▶ **WHAT THIS TASK INVOLVES**:
Reproduce the rows below word for word, from the line with "tower plaster wall" through the end of the rows, including both ends. Omit the pictures.

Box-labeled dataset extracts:
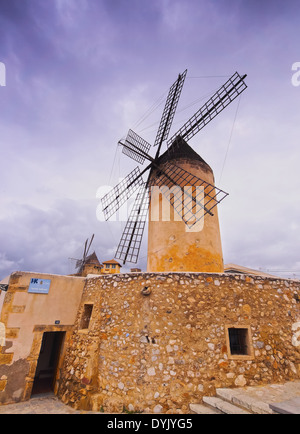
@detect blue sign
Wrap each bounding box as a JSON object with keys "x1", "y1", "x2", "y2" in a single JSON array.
[{"x1": 28, "y1": 278, "x2": 51, "y2": 294}]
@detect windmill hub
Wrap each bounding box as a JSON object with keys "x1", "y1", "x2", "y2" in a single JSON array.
[{"x1": 102, "y1": 70, "x2": 247, "y2": 272}]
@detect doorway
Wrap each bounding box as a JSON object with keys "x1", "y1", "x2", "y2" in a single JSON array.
[{"x1": 32, "y1": 332, "x2": 65, "y2": 395}]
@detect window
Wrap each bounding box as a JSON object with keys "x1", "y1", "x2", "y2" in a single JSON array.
[
  {"x1": 226, "y1": 326, "x2": 253, "y2": 360},
  {"x1": 228, "y1": 328, "x2": 248, "y2": 356},
  {"x1": 80, "y1": 304, "x2": 93, "y2": 330}
]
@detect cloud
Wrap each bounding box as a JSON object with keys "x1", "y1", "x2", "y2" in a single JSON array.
[{"x1": 0, "y1": 0, "x2": 300, "y2": 277}]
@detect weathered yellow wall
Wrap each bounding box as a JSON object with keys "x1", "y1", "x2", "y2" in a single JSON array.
[
  {"x1": 147, "y1": 159, "x2": 224, "y2": 273},
  {"x1": 58, "y1": 273, "x2": 300, "y2": 413},
  {"x1": 0, "y1": 272, "x2": 85, "y2": 404}
]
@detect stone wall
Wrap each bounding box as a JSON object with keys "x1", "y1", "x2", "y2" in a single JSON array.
[{"x1": 59, "y1": 273, "x2": 300, "y2": 413}]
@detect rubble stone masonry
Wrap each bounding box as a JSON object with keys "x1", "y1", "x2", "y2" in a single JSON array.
[{"x1": 58, "y1": 273, "x2": 300, "y2": 413}]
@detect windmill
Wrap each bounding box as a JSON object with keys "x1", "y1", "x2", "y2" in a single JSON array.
[
  {"x1": 101, "y1": 70, "x2": 247, "y2": 264},
  {"x1": 69, "y1": 234, "x2": 95, "y2": 274}
]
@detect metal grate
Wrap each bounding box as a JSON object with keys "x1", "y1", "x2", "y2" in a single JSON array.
[
  {"x1": 167, "y1": 72, "x2": 247, "y2": 147},
  {"x1": 101, "y1": 167, "x2": 143, "y2": 220},
  {"x1": 154, "y1": 69, "x2": 187, "y2": 146},
  {"x1": 115, "y1": 184, "x2": 150, "y2": 263},
  {"x1": 122, "y1": 130, "x2": 151, "y2": 164},
  {"x1": 150, "y1": 162, "x2": 228, "y2": 228}
]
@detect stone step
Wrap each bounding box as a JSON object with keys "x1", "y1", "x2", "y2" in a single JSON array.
[
  {"x1": 190, "y1": 404, "x2": 222, "y2": 414},
  {"x1": 216, "y1": 389, "x2": 275, "y2": 414},
  {"x1": 270, "y1": 397, "x2": 300, "y2": 414},
  {"x1": 203, "y1": 396, "x2": 251, "y2": 414}
]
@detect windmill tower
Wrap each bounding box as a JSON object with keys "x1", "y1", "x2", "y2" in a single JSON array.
[
  {"x1": 102, "y1": 71, "x2": 247, "y2": 272},
  {"x1": 69, "y1": 234, "x2": 103, "y2": 276}
]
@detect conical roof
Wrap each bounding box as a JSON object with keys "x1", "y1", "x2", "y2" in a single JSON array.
[{"x1": 158, "y1": 136, "x2": 212, "y2": 172}]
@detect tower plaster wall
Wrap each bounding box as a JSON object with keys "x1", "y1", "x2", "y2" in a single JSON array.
[{"x1": 147, "y1": 158, "x2": 224, "y2": 273}]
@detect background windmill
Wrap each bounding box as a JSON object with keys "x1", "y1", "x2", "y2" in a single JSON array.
[
  {"x1": 102, "y1": 70, "x2": 247, "y2": 263},
  {"x1": 69, "y1": 234, "x2": 95, "y2": 274}
]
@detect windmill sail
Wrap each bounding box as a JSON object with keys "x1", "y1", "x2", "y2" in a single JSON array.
[
  {"x1": 119, "y1": 130, "x2": 151, "y2": 164},
  {"x1": 101, "y1": 167, "x2": 143, "y2": 220},
  {"x1": 154, "y1": 70, "x2": 187, "y2": 146},
  {"x1": 167, "y1": 72, "x2": 247, "y2": 147},
  {"x1": 102, "y1": 70, "x2": 247, "y2": 263},
  {"x1": 115, "y1": 184, "x2": 150, "y2": 264}
]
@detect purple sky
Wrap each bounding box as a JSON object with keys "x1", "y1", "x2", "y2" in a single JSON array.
[{"x1": 0, "y1": 0, "x2": 300, "y2": 279}]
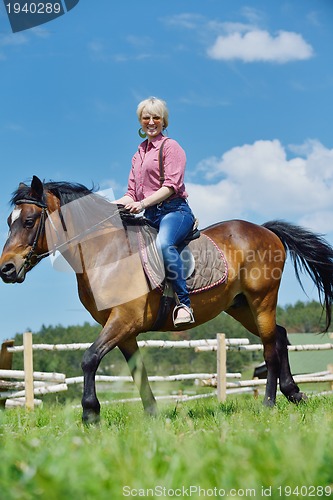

▶ **WRITTEN ANSWER**:
@detect tower plaster wall
Wrap each bounding box as a JSON object with keys "x1", "y1", "x2", "y2" in a single JSON array.
[{"x1": 147, "y1": 158, "x2": 224, "y2": 273}]
@detect background windmill
Wrap each bounding box as a JSON object with keys "x1", "y1", "x2", "y2" in a single JSON array.
[
  {"x1": 102, "y1": 70, "x2": 247, "y2": 263},
  {"x1": 69, "y1": 234, "x2": 95, "y2": 274}
]
@detect windmill sail
Wrap each bounding box as a JSON object with keys "x1", "y1", "x2", "y2" in a single JSON array.
[
  {"x1": 119, "y1": 130, "x2": 151, "y2": 164},
  {"x1": 101, "y1": 167, "x2": 143, "y2": 220},
  {"x1": 154, "y1": 70, "x2": 187, "y2": 146},
  {"x1": 167, "y1": 72, "x2": 247, "y2": 147},
  {"x1": 102, "y1": 70, "x2": 247, "y2": 263},
  {"x1": 115, "y1": 184, "x2": 150, "y2": 264}
]
@detect purple sky
Wrap each bounding box as a JSON object with keys "x1", "y1", "x2", "y2" in a single JSON array.
[{"x1": 0, "y1": 0, "x2": 300, "y2": 279}]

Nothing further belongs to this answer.